--- start of SUPPLIED MATERIAL ---

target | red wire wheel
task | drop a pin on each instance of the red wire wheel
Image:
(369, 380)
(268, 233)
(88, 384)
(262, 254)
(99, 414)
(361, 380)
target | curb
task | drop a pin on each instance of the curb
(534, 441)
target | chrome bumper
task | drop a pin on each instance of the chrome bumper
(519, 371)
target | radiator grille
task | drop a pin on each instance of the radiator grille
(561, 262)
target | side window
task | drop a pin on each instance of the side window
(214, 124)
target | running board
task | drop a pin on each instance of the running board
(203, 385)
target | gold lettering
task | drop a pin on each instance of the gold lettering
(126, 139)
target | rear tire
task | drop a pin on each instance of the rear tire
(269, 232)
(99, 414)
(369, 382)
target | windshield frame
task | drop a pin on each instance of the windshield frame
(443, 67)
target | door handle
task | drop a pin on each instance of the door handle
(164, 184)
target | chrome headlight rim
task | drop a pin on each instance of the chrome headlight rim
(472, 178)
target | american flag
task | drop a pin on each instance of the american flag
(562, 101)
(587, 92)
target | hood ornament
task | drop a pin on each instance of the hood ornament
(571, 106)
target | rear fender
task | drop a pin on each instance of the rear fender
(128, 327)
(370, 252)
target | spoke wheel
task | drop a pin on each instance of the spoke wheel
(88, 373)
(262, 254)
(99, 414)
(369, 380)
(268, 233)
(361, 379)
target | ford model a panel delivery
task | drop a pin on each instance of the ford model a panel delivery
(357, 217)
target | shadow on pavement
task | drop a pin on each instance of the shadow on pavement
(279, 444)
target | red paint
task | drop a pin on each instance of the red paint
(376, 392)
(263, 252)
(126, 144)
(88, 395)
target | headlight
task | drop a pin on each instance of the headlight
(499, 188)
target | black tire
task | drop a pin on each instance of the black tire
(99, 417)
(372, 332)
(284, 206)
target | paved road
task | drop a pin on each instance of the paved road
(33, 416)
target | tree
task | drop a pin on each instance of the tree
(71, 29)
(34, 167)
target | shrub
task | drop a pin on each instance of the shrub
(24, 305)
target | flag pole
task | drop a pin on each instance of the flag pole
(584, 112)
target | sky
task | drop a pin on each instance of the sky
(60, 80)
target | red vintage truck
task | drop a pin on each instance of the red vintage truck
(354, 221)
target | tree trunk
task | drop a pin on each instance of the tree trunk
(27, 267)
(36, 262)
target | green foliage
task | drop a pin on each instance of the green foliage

--- end of SUPPLIED MATERIAL ---

* **EXERCISE PROMPT**
Transcribe the lines without any changes, beginning with the line that contains "target | chrome headlight rim" and continuing through the last line of the records.

* **WRITTEN SOLUTION**
target | chrome headlight rim
task | drop a pin on each instance of the chrome headlight rim
(472, 178)
target | american flag
task | drop a pin on each instance of the american flag
(562, 101)
(587, 92)
target | hood ornament
task | drop a pin on each instance of the hood ornament
(571, 106)
target | rear fender
task | drop a pin on each instance of the rear fender
(128, 327)
(370, 252)
target | spoke wheel
task | drop a pin on each instance of the spoke wheel
(88, 373)
(262, 254)
(99, 414)
(369, 380)
(268, 233)
(361, 379)
target | ford model a panel delivery
task | drop a pin on each instance of the ford model a panel delivery
(357, 217)
target | shadow on pavement
task | drop a pin on each instance of the shadow on pavement
(279, 444)
target | red paint
task | drop a pin on each instance of the red paint
(376, 392)
(263, 252)
(126, 144)
(88, 395)
target | headlight
task | drop a pin on each instance of the headlight
(499, 188)
target | black tire
task | drop a pin on each instance of the black tire
(99, 417)
(372, 332)
(284, 206)
target | paved road
task | drop a pin on each instance of the paved road
(33, 416)
target | tree
task | drop a pin on each instance of the tree
(71, 29)
(34, 167)
target | shrub
task | drop a pin on each instance of the shrub
(24, 305)
target | flag pole
task | drop a pin on each instance of the flag pole
(584, 112)
target | sky
task | drop a pin on each instance of the sky
(60, 80)
target | red vintage truck
task | drop a pin on each instance of the red vintage truck
(354, 221)
target | tree trunk
task | drop a pin on each instance of the tree trunk
(27, 267)
(36, 262)
target | green foliage
task | drop a pin on each instance of the green foliage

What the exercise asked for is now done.